Aim
Starting at the line that holds "Target: window", copy every line exactly through the end of the data, and no others.

Dataset excerpts
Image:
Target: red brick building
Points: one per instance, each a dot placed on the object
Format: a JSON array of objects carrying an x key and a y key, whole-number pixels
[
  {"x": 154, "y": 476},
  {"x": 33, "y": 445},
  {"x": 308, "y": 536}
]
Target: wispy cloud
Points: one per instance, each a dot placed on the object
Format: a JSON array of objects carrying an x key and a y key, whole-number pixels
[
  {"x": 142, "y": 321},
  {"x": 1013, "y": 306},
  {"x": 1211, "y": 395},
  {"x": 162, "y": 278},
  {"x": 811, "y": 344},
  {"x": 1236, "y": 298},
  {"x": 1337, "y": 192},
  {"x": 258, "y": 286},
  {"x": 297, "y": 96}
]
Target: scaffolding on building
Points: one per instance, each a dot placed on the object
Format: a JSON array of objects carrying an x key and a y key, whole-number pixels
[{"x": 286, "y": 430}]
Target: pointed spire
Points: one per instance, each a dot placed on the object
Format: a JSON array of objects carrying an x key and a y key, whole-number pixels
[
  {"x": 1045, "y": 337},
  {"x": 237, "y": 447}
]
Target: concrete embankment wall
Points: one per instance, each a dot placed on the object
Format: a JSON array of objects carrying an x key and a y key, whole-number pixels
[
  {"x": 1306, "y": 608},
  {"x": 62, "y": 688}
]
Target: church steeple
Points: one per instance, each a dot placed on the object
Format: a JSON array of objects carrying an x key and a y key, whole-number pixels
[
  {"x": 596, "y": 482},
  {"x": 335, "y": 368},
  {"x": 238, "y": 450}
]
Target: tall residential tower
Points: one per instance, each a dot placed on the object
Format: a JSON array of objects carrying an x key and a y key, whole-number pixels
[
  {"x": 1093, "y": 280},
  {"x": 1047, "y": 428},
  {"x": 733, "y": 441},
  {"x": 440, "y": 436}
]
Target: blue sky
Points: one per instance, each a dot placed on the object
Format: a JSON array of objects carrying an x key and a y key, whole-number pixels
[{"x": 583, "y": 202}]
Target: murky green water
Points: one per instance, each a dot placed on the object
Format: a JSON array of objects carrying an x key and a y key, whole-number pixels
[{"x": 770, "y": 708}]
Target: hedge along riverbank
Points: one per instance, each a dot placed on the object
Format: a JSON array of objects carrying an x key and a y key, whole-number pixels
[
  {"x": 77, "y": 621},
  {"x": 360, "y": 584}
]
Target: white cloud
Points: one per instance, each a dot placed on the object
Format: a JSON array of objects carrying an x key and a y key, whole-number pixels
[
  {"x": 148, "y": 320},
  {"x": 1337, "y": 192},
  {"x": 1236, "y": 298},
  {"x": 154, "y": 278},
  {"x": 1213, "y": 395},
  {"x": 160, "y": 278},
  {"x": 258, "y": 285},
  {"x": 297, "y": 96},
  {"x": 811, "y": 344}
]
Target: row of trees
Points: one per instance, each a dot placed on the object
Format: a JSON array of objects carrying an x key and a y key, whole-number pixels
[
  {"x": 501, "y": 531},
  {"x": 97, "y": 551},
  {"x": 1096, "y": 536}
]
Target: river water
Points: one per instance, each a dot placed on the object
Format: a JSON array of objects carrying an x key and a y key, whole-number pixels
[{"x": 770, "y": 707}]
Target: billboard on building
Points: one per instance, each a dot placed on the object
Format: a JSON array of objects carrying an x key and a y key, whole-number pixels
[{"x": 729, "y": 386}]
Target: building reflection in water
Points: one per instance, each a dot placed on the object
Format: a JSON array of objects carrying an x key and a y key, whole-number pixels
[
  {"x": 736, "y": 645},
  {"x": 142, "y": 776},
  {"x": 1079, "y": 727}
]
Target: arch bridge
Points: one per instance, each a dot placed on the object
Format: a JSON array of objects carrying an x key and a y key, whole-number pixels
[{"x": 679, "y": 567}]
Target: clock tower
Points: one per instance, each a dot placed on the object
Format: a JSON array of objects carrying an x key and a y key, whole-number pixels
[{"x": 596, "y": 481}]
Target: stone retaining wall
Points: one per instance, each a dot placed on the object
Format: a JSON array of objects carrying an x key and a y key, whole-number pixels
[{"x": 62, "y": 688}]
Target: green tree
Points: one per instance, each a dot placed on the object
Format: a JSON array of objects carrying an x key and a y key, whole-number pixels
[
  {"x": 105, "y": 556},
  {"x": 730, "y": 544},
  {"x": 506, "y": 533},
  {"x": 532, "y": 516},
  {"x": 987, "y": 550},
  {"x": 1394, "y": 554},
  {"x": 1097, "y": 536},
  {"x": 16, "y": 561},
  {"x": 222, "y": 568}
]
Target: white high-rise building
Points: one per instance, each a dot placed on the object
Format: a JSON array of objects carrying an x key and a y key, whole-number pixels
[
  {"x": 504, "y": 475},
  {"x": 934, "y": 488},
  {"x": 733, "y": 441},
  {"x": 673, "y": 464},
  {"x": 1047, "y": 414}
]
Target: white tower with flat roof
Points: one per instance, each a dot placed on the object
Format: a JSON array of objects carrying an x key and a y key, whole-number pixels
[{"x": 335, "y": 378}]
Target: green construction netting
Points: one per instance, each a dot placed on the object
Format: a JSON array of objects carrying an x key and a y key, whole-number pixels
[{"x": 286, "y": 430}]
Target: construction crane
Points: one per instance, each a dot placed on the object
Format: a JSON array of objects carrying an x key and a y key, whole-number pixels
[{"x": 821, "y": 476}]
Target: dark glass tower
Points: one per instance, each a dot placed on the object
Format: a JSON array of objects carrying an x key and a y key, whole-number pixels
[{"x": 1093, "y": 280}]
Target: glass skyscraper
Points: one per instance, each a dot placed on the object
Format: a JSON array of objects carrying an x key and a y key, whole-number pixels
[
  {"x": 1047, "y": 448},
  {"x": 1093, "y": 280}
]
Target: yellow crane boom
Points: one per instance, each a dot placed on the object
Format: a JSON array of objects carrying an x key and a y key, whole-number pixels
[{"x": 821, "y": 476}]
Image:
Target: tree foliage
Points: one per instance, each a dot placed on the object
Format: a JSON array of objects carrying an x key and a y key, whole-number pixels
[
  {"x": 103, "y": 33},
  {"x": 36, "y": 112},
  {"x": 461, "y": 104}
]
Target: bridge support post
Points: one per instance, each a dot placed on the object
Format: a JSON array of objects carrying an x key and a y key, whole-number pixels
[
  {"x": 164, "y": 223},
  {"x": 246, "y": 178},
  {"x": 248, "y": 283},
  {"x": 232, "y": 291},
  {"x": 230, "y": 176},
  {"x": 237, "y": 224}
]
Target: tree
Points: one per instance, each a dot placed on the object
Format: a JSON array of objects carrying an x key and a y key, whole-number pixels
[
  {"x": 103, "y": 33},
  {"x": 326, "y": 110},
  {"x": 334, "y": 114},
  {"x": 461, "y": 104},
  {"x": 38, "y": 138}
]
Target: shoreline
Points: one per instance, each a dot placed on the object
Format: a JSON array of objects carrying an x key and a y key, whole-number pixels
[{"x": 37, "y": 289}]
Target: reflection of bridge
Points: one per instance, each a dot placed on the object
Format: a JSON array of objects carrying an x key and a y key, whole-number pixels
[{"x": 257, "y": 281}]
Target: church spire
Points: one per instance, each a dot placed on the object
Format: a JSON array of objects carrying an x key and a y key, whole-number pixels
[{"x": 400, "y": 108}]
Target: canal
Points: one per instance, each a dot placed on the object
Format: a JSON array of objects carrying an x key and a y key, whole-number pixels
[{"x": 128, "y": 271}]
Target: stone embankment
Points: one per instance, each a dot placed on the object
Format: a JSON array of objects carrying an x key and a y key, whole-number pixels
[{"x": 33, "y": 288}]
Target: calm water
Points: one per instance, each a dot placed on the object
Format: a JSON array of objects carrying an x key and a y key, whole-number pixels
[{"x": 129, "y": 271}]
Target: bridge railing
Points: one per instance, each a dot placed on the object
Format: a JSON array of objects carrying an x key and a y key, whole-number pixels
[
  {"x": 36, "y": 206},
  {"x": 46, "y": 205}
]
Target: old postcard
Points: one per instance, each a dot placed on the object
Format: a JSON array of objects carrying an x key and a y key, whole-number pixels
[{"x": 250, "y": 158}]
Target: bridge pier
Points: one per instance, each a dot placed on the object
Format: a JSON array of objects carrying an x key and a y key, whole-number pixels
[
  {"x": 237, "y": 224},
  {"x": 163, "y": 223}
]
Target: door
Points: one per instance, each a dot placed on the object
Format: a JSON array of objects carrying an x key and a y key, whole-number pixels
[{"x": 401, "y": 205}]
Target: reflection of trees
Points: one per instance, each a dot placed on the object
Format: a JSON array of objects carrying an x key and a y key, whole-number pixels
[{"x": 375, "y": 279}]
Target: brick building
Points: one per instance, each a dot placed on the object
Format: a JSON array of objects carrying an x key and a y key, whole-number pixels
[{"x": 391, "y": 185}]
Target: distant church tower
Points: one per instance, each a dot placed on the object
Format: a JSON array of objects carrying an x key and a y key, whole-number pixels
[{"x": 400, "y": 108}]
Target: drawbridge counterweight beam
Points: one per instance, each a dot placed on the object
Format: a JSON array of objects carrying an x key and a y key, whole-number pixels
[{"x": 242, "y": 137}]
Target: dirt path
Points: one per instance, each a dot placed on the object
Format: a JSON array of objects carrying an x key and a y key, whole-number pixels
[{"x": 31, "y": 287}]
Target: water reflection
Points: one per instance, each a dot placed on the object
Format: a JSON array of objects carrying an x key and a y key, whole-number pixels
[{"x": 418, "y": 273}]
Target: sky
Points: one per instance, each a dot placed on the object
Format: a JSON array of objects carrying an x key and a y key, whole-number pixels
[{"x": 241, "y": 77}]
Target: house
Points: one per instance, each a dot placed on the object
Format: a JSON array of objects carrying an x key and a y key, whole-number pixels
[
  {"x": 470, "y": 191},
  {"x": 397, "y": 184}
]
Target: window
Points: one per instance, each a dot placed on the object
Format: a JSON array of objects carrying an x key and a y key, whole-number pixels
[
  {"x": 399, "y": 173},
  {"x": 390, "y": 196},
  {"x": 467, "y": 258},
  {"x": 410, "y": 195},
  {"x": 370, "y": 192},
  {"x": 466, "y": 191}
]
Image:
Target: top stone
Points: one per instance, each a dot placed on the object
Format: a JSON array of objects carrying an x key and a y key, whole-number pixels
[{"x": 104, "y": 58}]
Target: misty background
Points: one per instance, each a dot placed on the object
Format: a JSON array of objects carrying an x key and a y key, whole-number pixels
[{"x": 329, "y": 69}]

Response to this exercise
Target: window
Points: one per instance, each a dot placed on the object
Format: a JSON array of objects carrying an x key and a y key, whole-number pixels
[
  {"x": 399, "y": 173},
  {"x": 390, "y": 196},
  {"x": 467, "y": 258},
  {"x": 410, "y": 195},
  {"x": 370, "y": 192},
  {"x": 466, "y": 191}
]
Image:
Target: top stone
Points: one per instance, each a dot placed on the object
Format: a JSON array of objects carrying an x key and a y key, whole-number pixels
[{"x": 104, "y": 58}]
Target: misty background
Points: one per instance, each a dot placed on the object
Format: a JSON array of objects carrying an x key and a y key, whole-number pixels
[{"x": 329, "y": 69}]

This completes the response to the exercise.